Source data: Begin

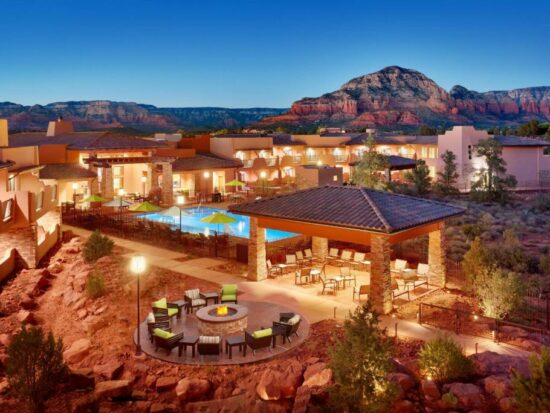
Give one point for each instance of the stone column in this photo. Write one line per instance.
(437, 257)
(319, 247)
(107, 190)
(167, 185)
(257, 268)
(380, 278)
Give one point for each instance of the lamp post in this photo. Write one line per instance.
(137, 267)
(180, 200)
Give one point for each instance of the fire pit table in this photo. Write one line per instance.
(222, 319)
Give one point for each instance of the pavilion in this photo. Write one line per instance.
(353, 214)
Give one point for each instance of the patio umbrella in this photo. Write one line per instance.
(174, 212)
(116, 203)
(145, 207)
(218, 218)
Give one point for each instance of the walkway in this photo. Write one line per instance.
(313, 307)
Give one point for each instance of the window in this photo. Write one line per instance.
(8, 210)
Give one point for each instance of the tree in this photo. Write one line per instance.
(532, 393)
(492, 183)
(446, 179)
(361, 362)
(419, 178)
(499, 292)
(367, 171)
(35, 366)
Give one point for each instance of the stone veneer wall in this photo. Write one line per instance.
(437, 257)
(257, 268)
(380, 279)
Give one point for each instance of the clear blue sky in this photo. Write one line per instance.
(261, 53)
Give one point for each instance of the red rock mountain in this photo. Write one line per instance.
(395, 96)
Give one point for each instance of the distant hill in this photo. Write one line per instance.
(400, 97)
(104, 114)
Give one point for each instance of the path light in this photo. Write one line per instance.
(137, 267)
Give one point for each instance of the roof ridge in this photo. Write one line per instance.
(376, 210)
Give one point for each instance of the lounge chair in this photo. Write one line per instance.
(229, 293)
(273, 270)
(361, 290)
(359, 260)
(193, 300)
(302, 273)
(398, 267)
(348, 276)
(163, 308)
(291, 324)
(166, 339)
(209, 346)
(258, 339)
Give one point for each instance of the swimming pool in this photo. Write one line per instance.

Source data: End

Nothing before the line holding "Give one point for each instance of the lounge" belongs in the answer. Repeat that line and the rest of the listing exactly.

Give one point for each instance of the lounge chair in this photo. Write one line per instance.
(229, 293)
(273, 270)
(361, 290)
(359, 260)
(193, 300)
(302, 273)
(398, 267)
(348, 276)
(163, 308)
(291, 324)
(166, 339)
(209, 346)
(258, 339)
Give one point for each instance of the swimming pool in this photo. Write one line per instance.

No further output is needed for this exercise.